**Instrucción:** Por favor, busca en los registros cada línea que contenga la palabra "motorcycle" y cópiala tal cual, teniendo en cuenta mayúsculas y minúsculas.

**Datos de entrada:**
——————————

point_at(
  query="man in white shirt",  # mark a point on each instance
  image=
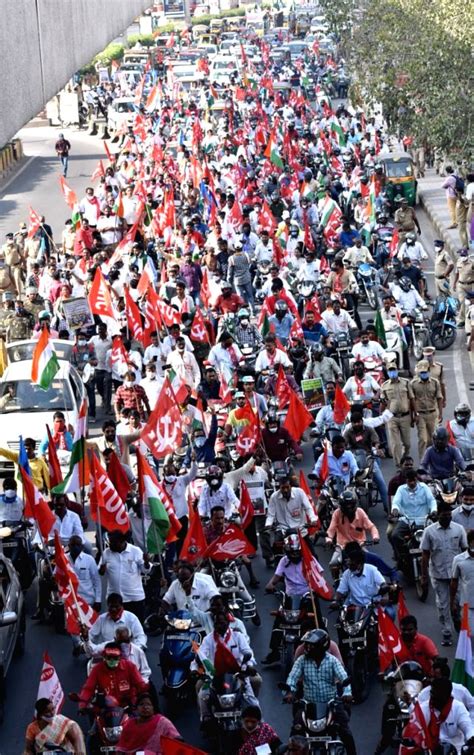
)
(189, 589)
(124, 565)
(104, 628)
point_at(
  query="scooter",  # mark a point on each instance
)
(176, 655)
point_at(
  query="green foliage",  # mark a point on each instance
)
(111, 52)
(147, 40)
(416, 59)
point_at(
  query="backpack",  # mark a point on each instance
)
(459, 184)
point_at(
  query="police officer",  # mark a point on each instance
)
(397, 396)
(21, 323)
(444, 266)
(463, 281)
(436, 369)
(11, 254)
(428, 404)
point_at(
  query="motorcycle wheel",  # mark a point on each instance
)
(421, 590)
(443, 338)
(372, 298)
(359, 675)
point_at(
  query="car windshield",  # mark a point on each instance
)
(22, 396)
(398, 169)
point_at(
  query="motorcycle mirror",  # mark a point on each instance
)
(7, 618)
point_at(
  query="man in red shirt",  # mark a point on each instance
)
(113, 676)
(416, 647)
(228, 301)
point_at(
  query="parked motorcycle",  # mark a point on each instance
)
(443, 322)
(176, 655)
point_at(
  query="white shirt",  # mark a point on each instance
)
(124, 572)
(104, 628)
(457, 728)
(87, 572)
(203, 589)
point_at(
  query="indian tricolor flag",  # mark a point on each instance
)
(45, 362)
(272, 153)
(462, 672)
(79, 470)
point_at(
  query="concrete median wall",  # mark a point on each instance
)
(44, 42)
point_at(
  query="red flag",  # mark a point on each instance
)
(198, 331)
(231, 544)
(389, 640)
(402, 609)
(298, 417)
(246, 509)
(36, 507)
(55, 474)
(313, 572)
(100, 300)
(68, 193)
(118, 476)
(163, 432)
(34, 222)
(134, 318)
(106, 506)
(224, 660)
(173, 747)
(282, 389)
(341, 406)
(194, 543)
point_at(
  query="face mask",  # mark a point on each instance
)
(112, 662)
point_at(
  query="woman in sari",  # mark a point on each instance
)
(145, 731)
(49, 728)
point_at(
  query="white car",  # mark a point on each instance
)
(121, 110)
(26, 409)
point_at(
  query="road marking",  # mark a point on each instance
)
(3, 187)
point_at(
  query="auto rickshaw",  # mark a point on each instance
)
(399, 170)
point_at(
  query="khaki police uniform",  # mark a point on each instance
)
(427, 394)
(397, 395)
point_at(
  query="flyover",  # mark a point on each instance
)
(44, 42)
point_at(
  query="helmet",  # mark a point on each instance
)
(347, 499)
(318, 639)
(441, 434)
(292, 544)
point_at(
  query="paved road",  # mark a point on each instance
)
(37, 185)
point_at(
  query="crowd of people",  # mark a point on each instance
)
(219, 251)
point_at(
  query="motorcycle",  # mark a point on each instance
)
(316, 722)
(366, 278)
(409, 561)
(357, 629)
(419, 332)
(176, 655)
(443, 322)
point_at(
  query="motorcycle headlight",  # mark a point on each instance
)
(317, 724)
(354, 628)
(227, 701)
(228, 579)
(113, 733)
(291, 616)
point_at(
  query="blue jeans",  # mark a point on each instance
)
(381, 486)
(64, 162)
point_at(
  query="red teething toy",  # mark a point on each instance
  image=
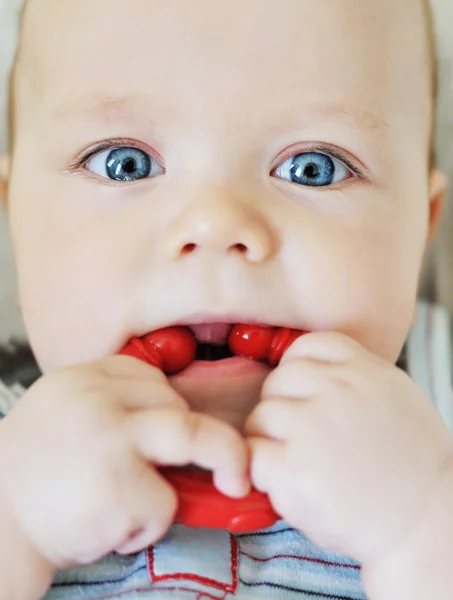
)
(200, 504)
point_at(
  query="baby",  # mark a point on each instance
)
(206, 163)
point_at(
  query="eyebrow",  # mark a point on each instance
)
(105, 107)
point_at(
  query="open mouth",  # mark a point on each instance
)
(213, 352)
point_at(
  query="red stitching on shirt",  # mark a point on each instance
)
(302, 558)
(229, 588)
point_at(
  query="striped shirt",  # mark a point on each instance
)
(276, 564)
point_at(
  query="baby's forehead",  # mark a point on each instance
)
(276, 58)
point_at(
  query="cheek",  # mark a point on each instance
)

——————————

**Resultado:**
  query="motorcycle wheel",  # mark a point on each instance
  query="motorcycle mirror",  # mark a point on each instance
  query="parked motorcycle",  # mark a point on each instance
  query="motorcycle",  # mark a point on each instance
  query="motorcycle headlight",  # mark a point on each instance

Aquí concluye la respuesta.